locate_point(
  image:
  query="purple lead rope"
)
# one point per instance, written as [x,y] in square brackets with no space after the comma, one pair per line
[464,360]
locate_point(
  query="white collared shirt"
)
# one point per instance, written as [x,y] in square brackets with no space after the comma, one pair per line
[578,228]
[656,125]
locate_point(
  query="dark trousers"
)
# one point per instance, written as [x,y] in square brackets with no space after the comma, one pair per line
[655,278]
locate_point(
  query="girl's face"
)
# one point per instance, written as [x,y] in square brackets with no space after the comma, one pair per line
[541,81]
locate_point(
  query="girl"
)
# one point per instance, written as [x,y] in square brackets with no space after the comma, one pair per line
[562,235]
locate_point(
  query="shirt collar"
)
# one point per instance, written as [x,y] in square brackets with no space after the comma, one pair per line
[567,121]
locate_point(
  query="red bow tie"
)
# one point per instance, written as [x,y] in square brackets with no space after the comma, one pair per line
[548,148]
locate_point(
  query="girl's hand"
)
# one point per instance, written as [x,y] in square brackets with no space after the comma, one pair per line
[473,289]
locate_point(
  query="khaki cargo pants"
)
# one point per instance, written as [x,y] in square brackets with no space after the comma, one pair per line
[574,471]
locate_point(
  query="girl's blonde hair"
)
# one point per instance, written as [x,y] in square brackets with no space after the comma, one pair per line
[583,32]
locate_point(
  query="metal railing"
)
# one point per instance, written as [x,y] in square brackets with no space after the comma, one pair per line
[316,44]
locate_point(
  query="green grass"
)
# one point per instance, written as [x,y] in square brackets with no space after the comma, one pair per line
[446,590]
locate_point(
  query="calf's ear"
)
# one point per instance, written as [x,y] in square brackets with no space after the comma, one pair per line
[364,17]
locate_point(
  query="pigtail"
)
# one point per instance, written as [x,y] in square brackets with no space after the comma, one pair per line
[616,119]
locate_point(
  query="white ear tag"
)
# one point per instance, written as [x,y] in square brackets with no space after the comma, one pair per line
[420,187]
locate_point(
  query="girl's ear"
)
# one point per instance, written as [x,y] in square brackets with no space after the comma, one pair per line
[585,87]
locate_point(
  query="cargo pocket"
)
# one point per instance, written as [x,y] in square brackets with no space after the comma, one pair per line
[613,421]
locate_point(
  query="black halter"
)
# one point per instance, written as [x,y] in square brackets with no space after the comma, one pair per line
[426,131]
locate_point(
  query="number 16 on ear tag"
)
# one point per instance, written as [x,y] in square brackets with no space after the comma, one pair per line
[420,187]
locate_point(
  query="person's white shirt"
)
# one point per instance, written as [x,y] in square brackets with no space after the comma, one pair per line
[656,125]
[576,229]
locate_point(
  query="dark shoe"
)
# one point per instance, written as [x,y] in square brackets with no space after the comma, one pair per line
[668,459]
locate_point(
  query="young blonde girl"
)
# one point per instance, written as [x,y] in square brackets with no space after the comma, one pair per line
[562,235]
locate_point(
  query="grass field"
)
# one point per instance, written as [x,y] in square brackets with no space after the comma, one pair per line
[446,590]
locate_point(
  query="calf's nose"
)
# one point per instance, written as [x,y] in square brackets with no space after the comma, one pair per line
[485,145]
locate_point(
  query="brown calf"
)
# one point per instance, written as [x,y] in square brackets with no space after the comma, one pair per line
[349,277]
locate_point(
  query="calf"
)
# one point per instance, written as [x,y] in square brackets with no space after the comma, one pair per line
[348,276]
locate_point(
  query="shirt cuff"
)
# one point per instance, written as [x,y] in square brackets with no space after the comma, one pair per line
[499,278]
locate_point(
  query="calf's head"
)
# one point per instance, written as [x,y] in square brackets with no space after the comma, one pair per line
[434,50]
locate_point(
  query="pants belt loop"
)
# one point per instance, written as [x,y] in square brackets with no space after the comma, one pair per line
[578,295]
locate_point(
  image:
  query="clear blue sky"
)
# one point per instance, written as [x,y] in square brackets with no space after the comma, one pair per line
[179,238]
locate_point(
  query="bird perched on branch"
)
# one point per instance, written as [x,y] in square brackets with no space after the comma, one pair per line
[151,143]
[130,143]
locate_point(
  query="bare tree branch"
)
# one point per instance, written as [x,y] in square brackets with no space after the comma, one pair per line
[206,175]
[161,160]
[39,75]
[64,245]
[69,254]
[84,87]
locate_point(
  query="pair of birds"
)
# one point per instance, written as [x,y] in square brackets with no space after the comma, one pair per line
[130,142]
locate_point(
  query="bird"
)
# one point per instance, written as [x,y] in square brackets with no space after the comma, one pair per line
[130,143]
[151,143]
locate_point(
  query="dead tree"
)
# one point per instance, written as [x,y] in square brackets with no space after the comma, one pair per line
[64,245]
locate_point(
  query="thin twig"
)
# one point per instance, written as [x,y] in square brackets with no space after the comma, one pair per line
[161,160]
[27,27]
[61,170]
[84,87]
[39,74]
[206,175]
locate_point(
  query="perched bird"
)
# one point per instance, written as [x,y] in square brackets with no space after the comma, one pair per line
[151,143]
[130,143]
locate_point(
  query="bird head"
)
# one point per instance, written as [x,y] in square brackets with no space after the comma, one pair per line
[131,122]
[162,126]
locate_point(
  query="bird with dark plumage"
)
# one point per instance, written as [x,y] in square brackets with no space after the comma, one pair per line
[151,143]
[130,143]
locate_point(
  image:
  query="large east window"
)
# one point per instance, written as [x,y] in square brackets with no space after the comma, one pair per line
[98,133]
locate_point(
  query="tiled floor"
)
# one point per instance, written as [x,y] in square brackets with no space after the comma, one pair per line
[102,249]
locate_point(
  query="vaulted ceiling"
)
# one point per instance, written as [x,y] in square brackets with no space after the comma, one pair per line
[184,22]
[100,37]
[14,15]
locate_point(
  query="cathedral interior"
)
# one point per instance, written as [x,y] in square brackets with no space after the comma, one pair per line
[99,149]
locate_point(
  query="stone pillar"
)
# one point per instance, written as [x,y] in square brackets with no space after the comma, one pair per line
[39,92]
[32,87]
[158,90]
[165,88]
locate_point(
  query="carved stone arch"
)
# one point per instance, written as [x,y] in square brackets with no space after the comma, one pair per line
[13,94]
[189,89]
+===+
**WHAT YOU WILL DO**
Reproduce the material in full, with no word added or dropped.

**RESPONSE FOR THIS EXERCISE**
locate_point(
  image:
  query="purple lead rope"
)
# one point per instance, written as [x,y] in square brackets with no space after the comma, one pair per line
[464,360]
locate_point(
  query="white collared shirt"
)
# one point per instance, written as [x,y] in square brackets with no space after the comma, one pair per line
[578,228]
[656,125]
locate_point(
  query="dark trousers"
)
# one point per instance, written as [x,y] in square brackets with no space after the comma, one pair per line
[655,278]
locate_point(
  query="girl's face"
)
# one point per instance, written as [x,y] in square brackets with no space after the comma, one pair per line
[541,81]
locate_point(
  query="girl"
)
# one point per instance, written as [x,y] in square brackets with no space after the comma, one pair per line
[562,235]
locate_point(
  query="shirt collar"
)
# one point per instance, written as [x,y] in square brackets with no space after the comma, one pair per line
[567,121]
locate_point(
  query="red bow tie"
)
# one point per instance, written as [x,y] in square brackets with no space after the comma, one pair per line
[548,148]
locate_point(
  query="girl's hand"
)
# one point per instance, written as [x,y] in square brackets with no space after the comma, one pair per line
[473,289]
locate_point(
  query="khaki cargo pants"
)
# one point per instance, written as [x,y] in square brackets with no space after the comma, one pair per line
[574,471]
locate_point(
  query="girl's blonde hair"
)
# one point per instance, written as [x,y] in square brackets with no space after the comma, one pair per line
[583,32]
locate_point(
  query="metal railing"
)
# one point per instance, written as [x,y] in square brackets with no space after the comma, one pair per line
[316,44]
locate_point(
  query="green grass"
)
# one point per instance, written as [x,y] in square brackets with no space after the comma, one pair per line
[446,590]
locate_point(
  query="calf's ear"
)
# one point per instance, written as [x,y] in square brackets with no space after the comma, one pair per line
[364,17]
locate_point(
  query="pigtail"
)
# one point per instance, written as [x,y] in square brackets with no space after the comma, one pair per line
[616,119]
locate_point(
  query="white ear tag"
)
# one point per instance, written as [x,y] in square brackets with no space after the comma, one pair per line
[420,187]
locate_point(
  query="girl's ear"
)
# one point per instance, written as [x,y] in square brackets with no space after the comma, one pair per line
[585,87]
locate_point(
  query="cargo pocket"
)
# one point per instance, written as [x,y] in square brackets with no space after the comma, one pair per line
[613,421]
locate_point(
  query="black halter"
)
# one point per instance, written as [x,y] in square brackets with no space after the comma, one pair per line
[426,131]
locate_point(
  query="number 16 on ear tag"
)
# one point per instance, written as [x,y] in square brackets with no space after the comma, one pair per line
[420,187]
locate_point(
  query="person's white shirt"
)
# one point per instance, written as [x,y] in square brackets with no space after the comma, one pair per line
[656,125]
[576,229]
locate_point(
  query="dark shoe"
)
# one point per instance, written as [x,y] in square brackets with no space after the comma, one pair per line
[668,459]
locate_point(
  query="young blonde girl"
)
# one point per instance, written as [x,y] in square brackets with no space after the comma, one pair per line
[562,235]
locate_point(
  query="grass field"
)
# one point per instance, written as [x,y] in square brackets with no space after the comma, one pair per line
[446,590]
locate_point(
  query="calf's nose"
)
# one point per instance, written as [x,y] in square brackets with no space after the comma, one pair per line
[485,145]
locate_point(
  query="brown calf"
)
# one point per instance, written as [x,y] in square brackets with no space after the comma, one pair per line
[349,277]
locate_point(
  query="calf"
)
# one point per instance, written as [x,y] in square brackets with no space after the comma, one pair per line
[348,276]
locate_point(
  query="shirt cuff"
)
# one point per instance, written as [x,y] in square brackets with no space after the comma, one pair per line
[499,278]
locate_point(
  query="calf's head"
)
# one point per instance, written as [x,y] in square brackets with no space after the comma, one pair per line
[434,50]
locate_point(
  query="pants belt loop"
)
# one point per instance, written as [x,y] in square brackets with no space after the comma, one pair per line
[578,295]
locate_point(
  image:
  query="clear blue sky"
)
# one point per instance, written as [x,y] in square brackets with no space after the comma, one pair per line
[179,238]
locate_point(
  query="bird perched on branch"
)
# one point per instance, written as [x,y] in square brackets with no space after the comma, one pair per line
[151,143]
[130,143]
locate_point(
  query="bare tree branch"
)
# one point per instance, written as [x,y] in square brackets with no space after the comma, one pair per line
[206,175]
[161,160]
[39,75]
[64,245]
[69,254]
[84,87]
locate_point(
  query="pair of birds"
)
# one point per instance, written as [x,y] in square brackets with no space after the comma, one pair per line
[130,142]
locate_point(
  query="bird"
)
# one point per instance, written as [x,y] in square brackets with no space after the comma, one pair per line
[130,143]
[151,143]
locate_point(
  query="dead tree"
)
# one point per instance, written as [x,y] in square brackets with no space after the comma, one pair per line
[64,245]
locate_point(
  query="thin twig"
)
# one point per instance, written as [x,y] in square brackets with no space after the comma, one pair per line
[161,160]
[27,27]
[61,170]
[84,87]
[39,74]
[206,175]
locate_point(
  query="perched bird"
)
# one point per instance, written as [x,y] in square brackets with no space after the comma, one pair per line
[151,143]
[130,143]
locate_point(
  query="bird head"
)
# one point per instance, written as [x,y] in square brackets with no space after the comma, one pair per line
[131,122]
[162,126]
locate_point(
  query="bird with dark plumage"
)
# one point per instance, written as [x,y] in square brackets with no space after the comma, one pair per line
[151,143]
[130,143]
locate_point(
  image:
  query="large east window"
)
# one point per instance, written as [x,y] in square brackets with no space after the comma, one pair per line
[98,133]
locate_point(
  query="tiled floor"
)
# one point per instance, written as [x,y] in square brackets with no space after the comma, one pair per line
[102,249]
locate_point(
  query="vaulted ceiling"
)
# one point per instance, written as [x,y] in square brackets with no space after the comma, one pair per line
[184,22]
[100,37]
[14,15]
locate_point(
  query="cathedral interior"
)
# one point per instance, written as [x,y] in square brackets with no space after the comma, one pair per line
[99,149]
locate_point(
  query="stone pillar"
)
# one point per instance, written as [x,y] in square brackets with no space after the comma, one pair per line
[39,92]
[32,87]
[158,90]
[165,88]
locate_point(
  query="carved stone arch"
)
# one point per instance, written as [x,y] in square brackets with no space after the comma, one pair per line
[13,94]
[189,89]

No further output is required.